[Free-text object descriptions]
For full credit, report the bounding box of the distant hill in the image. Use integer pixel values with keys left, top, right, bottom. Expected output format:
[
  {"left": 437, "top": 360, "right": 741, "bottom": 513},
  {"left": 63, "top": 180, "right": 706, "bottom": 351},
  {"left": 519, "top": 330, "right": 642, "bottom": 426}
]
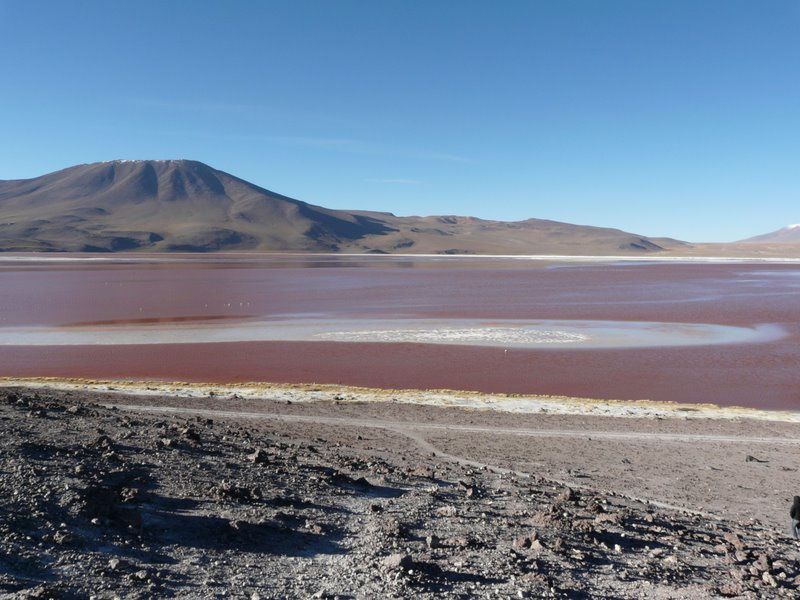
[
  {"left": 739, "top": 225, "right": 800, "bottom": 244},
  {"left": 0, "top": 160, "right": 688, "bottom": 254}
]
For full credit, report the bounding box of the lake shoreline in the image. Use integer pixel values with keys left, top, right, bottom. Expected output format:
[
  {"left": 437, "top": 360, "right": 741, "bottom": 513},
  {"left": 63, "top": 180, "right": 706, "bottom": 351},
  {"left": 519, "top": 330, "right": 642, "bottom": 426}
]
[{"left": 4, "top": 376, "right": 800, "bottom": 423}]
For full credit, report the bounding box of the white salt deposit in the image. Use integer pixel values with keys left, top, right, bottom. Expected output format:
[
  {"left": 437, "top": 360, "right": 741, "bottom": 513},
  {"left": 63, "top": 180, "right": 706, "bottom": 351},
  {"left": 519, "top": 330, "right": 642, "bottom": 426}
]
[
  {"left": 0, "top": 318, "right": 786, "bottom": 349},
  {"left": 314, "top": 327, "right": 588, "bottom": 345}
]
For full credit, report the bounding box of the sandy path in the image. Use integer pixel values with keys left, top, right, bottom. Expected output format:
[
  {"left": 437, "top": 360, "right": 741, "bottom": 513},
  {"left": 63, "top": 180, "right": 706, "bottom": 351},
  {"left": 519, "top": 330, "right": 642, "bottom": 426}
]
[{"left": 101, "top": 402, "right": 800, "bottom": 446}]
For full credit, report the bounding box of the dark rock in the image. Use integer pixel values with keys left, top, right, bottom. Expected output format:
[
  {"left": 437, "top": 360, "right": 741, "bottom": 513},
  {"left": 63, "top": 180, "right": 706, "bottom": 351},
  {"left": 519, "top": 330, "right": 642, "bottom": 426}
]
[
  {"left": 53, "top": 530, "right": 75, "bottom": 545},
  {"left": 512, "top": 534, "right": 537, "bottom": 550},
  {"left": 93, "top": 435, "right": 115, "bottom": 450},
  {"left": 212, "top": 481, "right": 260, "bottom": 503},
  {"left": 247, "top": 448, "right": 270, "bottom": 464},
  {"left": 557, "top": 487, "right": 575, "bottom": 503},
  {"left": 119, "top": 487, "right": 139, "bottom": 503},
  {"left": 181, "top": 426, "right": 201, "bottom": 442}
]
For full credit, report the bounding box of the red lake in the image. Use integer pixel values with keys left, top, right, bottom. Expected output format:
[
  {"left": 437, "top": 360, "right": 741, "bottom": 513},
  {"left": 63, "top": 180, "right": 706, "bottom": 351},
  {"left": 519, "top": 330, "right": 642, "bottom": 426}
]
[{"left": 0, "top": 254, "right": 798, "bottom": 409}]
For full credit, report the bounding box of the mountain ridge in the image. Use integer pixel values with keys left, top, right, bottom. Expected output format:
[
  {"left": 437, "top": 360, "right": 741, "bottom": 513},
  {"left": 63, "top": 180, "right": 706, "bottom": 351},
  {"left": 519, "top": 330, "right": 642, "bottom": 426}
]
[
  {"left": 740, "top": 225, "right": 800, "bottom": 244},
  {"left": 0, "top": 159, "right": 688, "bottom": 254}
]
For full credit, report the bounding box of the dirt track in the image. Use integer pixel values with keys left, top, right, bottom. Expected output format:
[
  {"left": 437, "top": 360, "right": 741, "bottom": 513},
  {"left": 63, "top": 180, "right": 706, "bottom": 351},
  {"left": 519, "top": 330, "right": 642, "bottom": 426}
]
[
  {"left": 97, "top": 403, "right": 800, "bottom": 445},
  {"left": 104, "top": 400, "right": 800, "bottom": 519}
]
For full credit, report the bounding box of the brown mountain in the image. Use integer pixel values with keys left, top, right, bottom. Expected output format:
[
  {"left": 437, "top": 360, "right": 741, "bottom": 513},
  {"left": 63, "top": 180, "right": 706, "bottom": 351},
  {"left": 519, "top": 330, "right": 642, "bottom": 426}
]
[
  {"left": 0, "top": 159, "right": 687, "bottom": 254},
  {"left": 739, "top": 225, "right": 800, "bottom": 244}
]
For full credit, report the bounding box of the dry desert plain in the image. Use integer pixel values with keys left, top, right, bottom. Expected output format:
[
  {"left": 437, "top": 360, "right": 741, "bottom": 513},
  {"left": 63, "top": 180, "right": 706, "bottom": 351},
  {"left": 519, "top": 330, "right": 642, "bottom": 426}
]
[{"left": 2, "top": 379, "right": 800, "bottom": 598}]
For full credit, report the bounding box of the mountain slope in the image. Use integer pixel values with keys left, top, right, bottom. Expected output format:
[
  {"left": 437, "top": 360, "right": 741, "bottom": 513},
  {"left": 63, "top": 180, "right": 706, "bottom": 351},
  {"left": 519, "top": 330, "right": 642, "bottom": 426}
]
[
  {"left": 0, "top": 160, "right": 395, "bottom": 252},
  {"left": 740, "top": 225, "right": 800, "bottom": 244},
  {"left": 0, "top": 160, "right": 686, "bottom": 254}
]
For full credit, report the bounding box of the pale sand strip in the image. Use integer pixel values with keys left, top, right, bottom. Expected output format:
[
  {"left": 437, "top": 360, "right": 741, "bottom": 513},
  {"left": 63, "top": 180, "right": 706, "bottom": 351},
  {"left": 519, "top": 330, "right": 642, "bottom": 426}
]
[{"left": 2, "top": 376, "right": 799, "bottom": 423}]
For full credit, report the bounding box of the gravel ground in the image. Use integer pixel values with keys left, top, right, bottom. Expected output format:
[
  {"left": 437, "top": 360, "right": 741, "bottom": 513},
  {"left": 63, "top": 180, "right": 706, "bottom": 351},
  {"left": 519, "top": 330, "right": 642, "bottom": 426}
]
[{"left": 2, "top": 387, "right": 800, "bottom": 598}]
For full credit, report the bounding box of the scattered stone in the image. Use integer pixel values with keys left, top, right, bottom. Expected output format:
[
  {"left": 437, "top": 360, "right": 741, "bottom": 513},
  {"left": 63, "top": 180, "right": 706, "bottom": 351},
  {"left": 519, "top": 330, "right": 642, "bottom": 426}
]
[
  {"left": 181, "top": 426, "right": 201, "bottom": 442},
  {"left": 382, "top": 553, "right": 413, "bottom": 571},
  {"left": 119, "top": 487, "right": 139, "bottom": 503},
  {"left": 662, "top": 555, "right": 679, "bottom": 567},
  {"left": 556, "top": 487, "right": 574, "bottom": 503},
  {"left": 212, "top": 481, "right": 260, "bottom": 502},
  {"left": 512, "top": 531, "right": 538, "bottom": 550},
  {"left": 762, "top": 571, "right": 778, "bottom": 587},
  {"left": 753, "top": 553, "right": 771, "bottom": 573},
  {"left": 53, "top": 530, "right": 74, "bottom": 545},
  {"left": 247, "top": 448, "right": 270, "bottom": 464},
  {"left": 93, "top": 435, "right": 115, "bottom": 450},
  {"left": 2, "top": 387, "right": 798, "bottom": 598},
  {"left": 594, "top": 512, "right": 620, "bottom": 525},
  {"left": 716, "top": 582, "right": 745, "bottom": 597},
  {"left": 723, "top": 532, "right": 745, "bottom": 552},
  {"left": 411, "top": 465, "right": 435, "bottom": 478}
]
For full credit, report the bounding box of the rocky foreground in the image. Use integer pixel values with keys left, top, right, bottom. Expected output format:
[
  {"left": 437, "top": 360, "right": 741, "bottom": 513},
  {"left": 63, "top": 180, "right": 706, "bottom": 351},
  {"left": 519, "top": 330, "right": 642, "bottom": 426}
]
[{"left": 1, "top": 389, "right": 799, "bottom": 598}]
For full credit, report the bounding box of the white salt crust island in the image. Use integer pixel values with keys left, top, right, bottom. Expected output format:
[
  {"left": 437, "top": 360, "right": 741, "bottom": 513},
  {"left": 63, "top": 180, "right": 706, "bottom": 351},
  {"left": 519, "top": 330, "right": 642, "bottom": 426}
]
[{"left": 0, "top": 318, "right": 785, "bottom": 349}]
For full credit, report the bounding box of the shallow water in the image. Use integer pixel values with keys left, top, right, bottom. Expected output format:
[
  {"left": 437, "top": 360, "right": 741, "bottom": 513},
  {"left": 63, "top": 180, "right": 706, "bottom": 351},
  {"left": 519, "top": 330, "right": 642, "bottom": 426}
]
[{"left": 0, "top": 254, "right": 798, "bottom": 408}]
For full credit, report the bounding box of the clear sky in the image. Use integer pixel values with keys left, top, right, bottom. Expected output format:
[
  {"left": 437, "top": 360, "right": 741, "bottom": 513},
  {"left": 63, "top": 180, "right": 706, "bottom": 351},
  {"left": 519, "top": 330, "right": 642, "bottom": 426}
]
[{"left": 1, "top": 1, "right": 798, "bottom": 242}]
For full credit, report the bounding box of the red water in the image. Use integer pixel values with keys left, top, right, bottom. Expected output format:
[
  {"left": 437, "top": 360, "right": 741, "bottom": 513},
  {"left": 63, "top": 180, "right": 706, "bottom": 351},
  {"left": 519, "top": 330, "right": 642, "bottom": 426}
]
[{"left": 0, "top": 256, "right": 798, "bottom": 409}]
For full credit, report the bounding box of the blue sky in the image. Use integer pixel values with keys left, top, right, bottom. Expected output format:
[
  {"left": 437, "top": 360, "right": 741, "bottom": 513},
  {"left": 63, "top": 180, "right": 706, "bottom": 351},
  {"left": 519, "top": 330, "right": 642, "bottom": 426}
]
[{"left": 1, "top": 0, "right": 798, "bottom": 242}]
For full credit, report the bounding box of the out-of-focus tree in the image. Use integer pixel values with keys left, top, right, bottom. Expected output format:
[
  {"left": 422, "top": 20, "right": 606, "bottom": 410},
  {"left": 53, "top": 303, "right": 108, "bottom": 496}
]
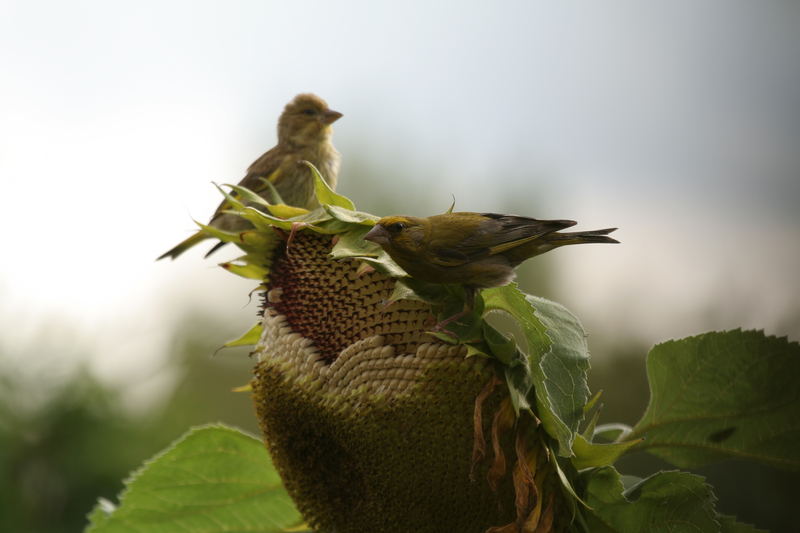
[{"left": 0, "top": 311, "right": 257, "bottom": 533}]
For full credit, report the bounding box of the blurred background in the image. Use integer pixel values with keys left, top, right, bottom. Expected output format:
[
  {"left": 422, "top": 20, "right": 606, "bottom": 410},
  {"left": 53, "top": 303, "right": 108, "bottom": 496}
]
[{"left": 1, "top": 1, "right": 797, "bottom": 531}]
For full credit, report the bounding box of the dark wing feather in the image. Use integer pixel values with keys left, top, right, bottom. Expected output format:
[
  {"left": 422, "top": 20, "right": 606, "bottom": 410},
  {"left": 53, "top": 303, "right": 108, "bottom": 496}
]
[
  {"left": 208, "top": 146, "right": 288, "bottom": 222},
  {"left": 427, "top": 246, "right": 472, "bottom": 267},
  {"left": 451, "top": 213, "right": 576, "bottom": 260},
  {"left": 421, "top": 213, "right": 575, "bottom": 267},
  {"left": 242, "top": 145, "right": 287, "bottom": 192}
]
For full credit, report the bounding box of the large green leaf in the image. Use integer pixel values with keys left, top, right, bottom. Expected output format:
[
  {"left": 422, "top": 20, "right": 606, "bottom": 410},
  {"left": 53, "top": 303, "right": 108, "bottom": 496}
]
[
  {"left": 481, "top": 286, "right": 590, "bottom": 456},
  {"left": 627, "top": 330, "right": 800, "bottom": 470},
  {"left": 85, "top": 425, "right": 302, "bottom": 533},
  {"left": 580, "top": 467, "right": 764, "bottom": 533}
]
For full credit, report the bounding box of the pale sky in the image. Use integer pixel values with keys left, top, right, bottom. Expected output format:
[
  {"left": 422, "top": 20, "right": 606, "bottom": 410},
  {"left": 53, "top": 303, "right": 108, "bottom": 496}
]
[{"left": 1, "top": 1, "right": 798, "bottom": 392}]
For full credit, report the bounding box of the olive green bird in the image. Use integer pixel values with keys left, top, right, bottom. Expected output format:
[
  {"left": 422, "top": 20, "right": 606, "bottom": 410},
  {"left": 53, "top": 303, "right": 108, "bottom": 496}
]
[
  {"left": 158, "top": 93, "right": 342, "bottom": 260},
  {"left": 364, "top": 212, "right": 618, "bottom": 326}
]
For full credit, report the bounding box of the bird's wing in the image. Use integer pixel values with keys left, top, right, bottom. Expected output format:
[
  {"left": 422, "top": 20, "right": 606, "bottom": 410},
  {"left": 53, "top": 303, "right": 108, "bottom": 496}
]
[
  {"left": 426, "top": 246, "right": 473, "bottom": 267},
  {"left": 454, "top": 214, "right": 577, "bottom": 259},
  {"left": 209, "top": 147, "right": 287, "bottom": 221},
  {"left": 242, "top": 146, "right": 287, "bottom": 192},
  {"left": 421, "top": 215, "right": 496, "bottom": 267},
  {"left": 472, "top": 213, "right": 576, "bottom": 255}
]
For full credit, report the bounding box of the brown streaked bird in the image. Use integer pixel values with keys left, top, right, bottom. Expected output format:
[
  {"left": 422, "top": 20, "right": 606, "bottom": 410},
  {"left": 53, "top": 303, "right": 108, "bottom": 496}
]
[
  {"left": 364, "top": 212, "right": 618, "bottom": 327},
  {"left": 158, "top": 93, "right": 342, "bottom": 260}
]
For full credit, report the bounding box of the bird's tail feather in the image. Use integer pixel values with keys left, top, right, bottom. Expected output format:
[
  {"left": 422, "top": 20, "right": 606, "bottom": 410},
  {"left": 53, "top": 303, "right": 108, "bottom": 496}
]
[{"left": 548, "top": 228, "right": 619, "bottom": 245}]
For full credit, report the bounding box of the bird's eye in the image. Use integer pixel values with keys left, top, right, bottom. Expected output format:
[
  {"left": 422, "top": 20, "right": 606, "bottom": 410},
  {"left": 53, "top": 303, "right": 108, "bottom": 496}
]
[
  {"left": 301, "top": 108, "right": 317, "bottom": 116},
  {"left": 386, "top": 222, "right": 406, "bottom": 233}
]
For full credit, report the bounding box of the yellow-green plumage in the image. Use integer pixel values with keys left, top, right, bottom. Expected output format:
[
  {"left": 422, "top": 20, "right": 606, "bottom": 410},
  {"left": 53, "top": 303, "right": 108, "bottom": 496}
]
[
  {"left": 158, "top": 93, "right": 342, "bottom": 260},
  {"left": 364, "top": 211, "right": 618, "bottom": 293}
]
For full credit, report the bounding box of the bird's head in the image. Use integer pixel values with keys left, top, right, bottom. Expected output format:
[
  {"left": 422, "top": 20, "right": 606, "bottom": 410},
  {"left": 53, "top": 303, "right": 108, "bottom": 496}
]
[
  {"left": 364, "top": 216, "right": 427, "bottom": 255},
  {"left": 278, "top": 93, "right": 343, "bottom": 146}
]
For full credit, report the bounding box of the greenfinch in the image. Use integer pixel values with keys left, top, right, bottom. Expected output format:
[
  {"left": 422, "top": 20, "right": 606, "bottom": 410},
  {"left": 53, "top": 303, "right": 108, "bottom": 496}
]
[
  {"left": 364, "top": 212, "right": 618, "bottom": 326},
  {"left": 158, "top": 93, "right": 342, "bottom": 260}
]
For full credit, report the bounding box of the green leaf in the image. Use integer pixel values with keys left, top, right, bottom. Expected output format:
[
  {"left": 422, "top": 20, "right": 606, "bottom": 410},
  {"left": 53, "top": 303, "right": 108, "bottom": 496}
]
[
  {"left": 525, "top": 294, "right": 591, "bottom": 445},
  {"left": 628, "top": 329, "right": 800, "bottom": 470},
  {"left": 86, "top": 498, "right": 115, "bottom": 528},
  {"left": 291, "top": 206, "right": 341, "bottom": 227},
  {"left": 330, "top": 227, "right": 381, "bottom": 260},
  {"left": 258, "top": 177, "right": 285, "bottom": 205},
  {"left": 266, "top": 204, "right": 309, "bottom": 218},
  {"left": 196, "top": 221, "right": 243, "bottom": 244},
  {"left": 220, "top": 256, "right": 270, "bottom": 280},
  {"left": 481, "top": 323, "right": 518, "bottom": 365},
  {"left": 310, "top": 219, "right": 353, "bottom": 235},
  {"left": 580, "top": 467, "right": 721, "bottom": 533},
  {"left": 304, "top": 160, "right": 355, "bottom": 210},
  {"left": 323, "top": 204, "right": 379, "bottom": 225},
  {"left": 718, "top": 514, "right": 768, "bottom": 533},
  {"left": 581, "top": 390, "right": 604, "bottom": 440},
  {"left": 225, "top": 322, "right": 263, "bottom": 348},
  {"left": 224, "top": 182, "right": 273, "bottom": 209},
  {"left": 583, "top": 389, "right": 603, "bottom": 415},
  {"left": 581, "top": 409, "right": 601, "bottom": 441},
  {"left": 386, "top": 278, "right": 431, "bottom": 305},
  {"left": 552, "top": 456, "right": 588, "bottom": 512},
  {"left": 85, "top": 425, "right": 301, "bottom": 533},
  {"left": 354, "top": 256, "right": 408, "bottom": 278},
  {"left": 392, "top": 278, "right": 461, "bottom": 305},
  {"left": 213, "top": 181, "right": 246, "bottom": 210},
  {"left": 445, "top": 195, "right": 456, "bottom": 213},
  {"left": 502, "top": 360, "right": 533, "bottom": 413},
  {"left": 464, "top": 343, "right": 492, "bottom": 359},
  {"left": 193, "top": 220, "right": 275, "bottom": 256},
  {"left": 233, "top": 206, "right": 297, "bottom": 231},
  {"left": 481, "top": 286, "right": 590, "bottom": 456},
  {"left": 327, "top": 226, "right": 410, "bottom": 278},
  {"left": 571, "top": 434, "right": 642, "bottom": 470}
]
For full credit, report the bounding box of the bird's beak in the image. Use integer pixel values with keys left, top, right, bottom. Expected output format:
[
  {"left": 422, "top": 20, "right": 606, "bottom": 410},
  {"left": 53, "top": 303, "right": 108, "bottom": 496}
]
[
  {"left": 364, "top": 224, "right": 389, "bottom": 246},
  {"left": 320, "top": 109, "right": 343, "bottom": 125}
]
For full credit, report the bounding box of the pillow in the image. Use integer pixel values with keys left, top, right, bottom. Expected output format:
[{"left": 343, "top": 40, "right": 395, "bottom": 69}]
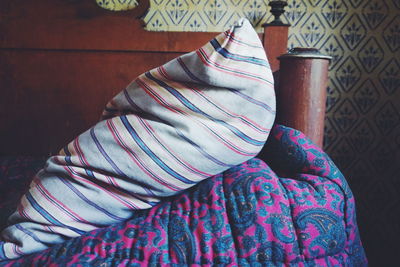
[{"left": 0, "top": 18, "right": 275, "bottom": 260}]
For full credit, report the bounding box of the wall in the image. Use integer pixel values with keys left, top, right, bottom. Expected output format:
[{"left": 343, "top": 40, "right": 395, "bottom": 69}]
[
  {"left": 144, "top": 0, "right": 400, "bottom": 265},
  {"left": 285, "top": 1, "right": 400, "bottom": 265}
]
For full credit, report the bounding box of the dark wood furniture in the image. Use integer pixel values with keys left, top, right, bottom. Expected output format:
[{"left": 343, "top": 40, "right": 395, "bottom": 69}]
[{"left": 0, "top": 0, "right": 330, "bottom": 156}]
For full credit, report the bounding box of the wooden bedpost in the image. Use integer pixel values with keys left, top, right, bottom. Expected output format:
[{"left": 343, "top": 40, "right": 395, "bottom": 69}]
[
  {"left": 261, "top": 1, "right": 331, "bottom": 148},
  {"left": 262, "top": 0, "right": 290, "bottom": 72},
  {"left": 276, "top": 48, "right": 332, "bottom": 147}
]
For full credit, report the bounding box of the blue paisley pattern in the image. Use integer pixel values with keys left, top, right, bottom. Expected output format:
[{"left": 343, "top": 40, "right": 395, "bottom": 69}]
[{"left": 0, "top": 125, "right": 367, "bottom": 266}]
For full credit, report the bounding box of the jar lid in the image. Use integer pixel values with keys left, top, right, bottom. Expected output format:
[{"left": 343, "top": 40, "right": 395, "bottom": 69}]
[{"left": 278, "top": 47, "right": 332, "bottom": 60}]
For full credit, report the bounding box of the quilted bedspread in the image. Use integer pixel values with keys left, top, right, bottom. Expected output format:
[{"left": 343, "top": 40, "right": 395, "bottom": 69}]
[{"left": 0, "top": 125, "right": 367, "bottom": 266}]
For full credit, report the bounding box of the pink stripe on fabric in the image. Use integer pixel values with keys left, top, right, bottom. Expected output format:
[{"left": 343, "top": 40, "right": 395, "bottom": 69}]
[
  {"left": 158, "top": 65, "right": 270, "bottom": 135},
  {"left": 16, "top": 186, "right": 36, "bottom": 222},
  {"left": 156, "top": 66, "right": 266, "bottom": 143},
  {"left": 107, "top": 118, "right": 182, "bottom": 192},
  {"left": 223, "top": 30, "right": 264, "bottom": 48},
  {"left": 194, "top": 89, "right": 270, "bottom": 133},
  {"left": 73, "top": 139, "right": 119, "bottom": 188},
  {"left": 54, "top": 157, "right": 142, "bottom": 210},
  {"left": 135, "top": 78, "right": 180, "bottom": 114},
  {"left": 34, "top": 179, "right": 95, "bottom": 226},
  {"left": 14, "top": 244, "right": 22, "bottom": 257},
  {"left": 17, "top": 204, "right": 31, "bottom": 221},
  {"left": 196, "top": 48, "right": 273, "bottom": 87},
  {"left": 138, "top": 118, "right": 212, "bottom": 179},
  {"left": 137, "top": 75, "right": 257, "bottom": 157}
]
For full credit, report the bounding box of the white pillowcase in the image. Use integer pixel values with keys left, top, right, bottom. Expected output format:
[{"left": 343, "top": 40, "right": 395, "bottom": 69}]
[{"left": 0, "top": 18, "right": 275, "bottom": 260}]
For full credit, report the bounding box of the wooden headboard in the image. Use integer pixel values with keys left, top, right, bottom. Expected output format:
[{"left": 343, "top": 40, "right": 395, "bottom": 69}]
[{"left": 0, "top": 1, "right": 328, "bottom": 156}]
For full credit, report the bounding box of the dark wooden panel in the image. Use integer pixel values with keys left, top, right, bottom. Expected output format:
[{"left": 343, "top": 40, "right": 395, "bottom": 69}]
[
  {"left": 262, "top": 25, "right": 289, "bottom": 72},
  {"left": 0, "top": 0, "right": 217, "bottom": 53},
  {"left": 0, "top": 1, "right": 284, "bottom": 57},
  {"left": 0, "top": 0, "right": 292, "bottom": 156},
  {"left": 0, "top": 50, "right": 181, "bottom": 156},
  {"left": 276, "top": 57, "right": 330, "bottom": 147}
]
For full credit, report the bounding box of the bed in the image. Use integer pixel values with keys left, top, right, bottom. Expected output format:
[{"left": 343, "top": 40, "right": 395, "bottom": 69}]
[{"left": 0, "top": 1, "right": 367, "bottom": 266}]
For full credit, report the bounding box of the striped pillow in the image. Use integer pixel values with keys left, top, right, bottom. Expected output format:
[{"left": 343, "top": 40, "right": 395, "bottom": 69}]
[{"left": 0, "top": 18, "right": 275, "bottom": 260}]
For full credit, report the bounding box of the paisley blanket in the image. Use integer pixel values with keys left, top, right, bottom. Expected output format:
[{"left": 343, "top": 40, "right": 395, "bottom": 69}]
[{"left": 0, "top": 125, "right": 367, "bottom": 266}]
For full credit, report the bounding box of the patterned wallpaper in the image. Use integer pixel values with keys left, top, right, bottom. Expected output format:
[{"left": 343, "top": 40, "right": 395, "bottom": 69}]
[
  {"left": 143, "top": 0, "right": 272, "bottom": 32},
  {"left": 142, "top": 0, "right": 400, "bottom": 264},
  {"left": 283, "top": 2, "right": 399, "bottom": 263},
  {"left": 95, "top": 0, "right": 138, "bottom": 11}
]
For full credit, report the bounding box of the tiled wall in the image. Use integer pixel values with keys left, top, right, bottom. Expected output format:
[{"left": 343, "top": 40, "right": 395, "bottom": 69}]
[{"left": 143, "top": 0, "right": 400, "bottom": 264}]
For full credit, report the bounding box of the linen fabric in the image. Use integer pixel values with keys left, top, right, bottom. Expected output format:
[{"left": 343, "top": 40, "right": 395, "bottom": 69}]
[{"left": 0, "top": 18, "right": 275, "bottom": 260}]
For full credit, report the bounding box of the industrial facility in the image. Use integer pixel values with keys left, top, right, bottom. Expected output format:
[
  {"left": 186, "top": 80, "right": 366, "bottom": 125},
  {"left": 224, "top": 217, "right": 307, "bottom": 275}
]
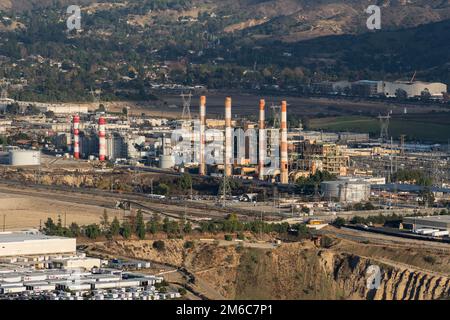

What is being asked - Across all the entries, count the lines that contain the word "wooden" and give the number by itself.

Written answer - 3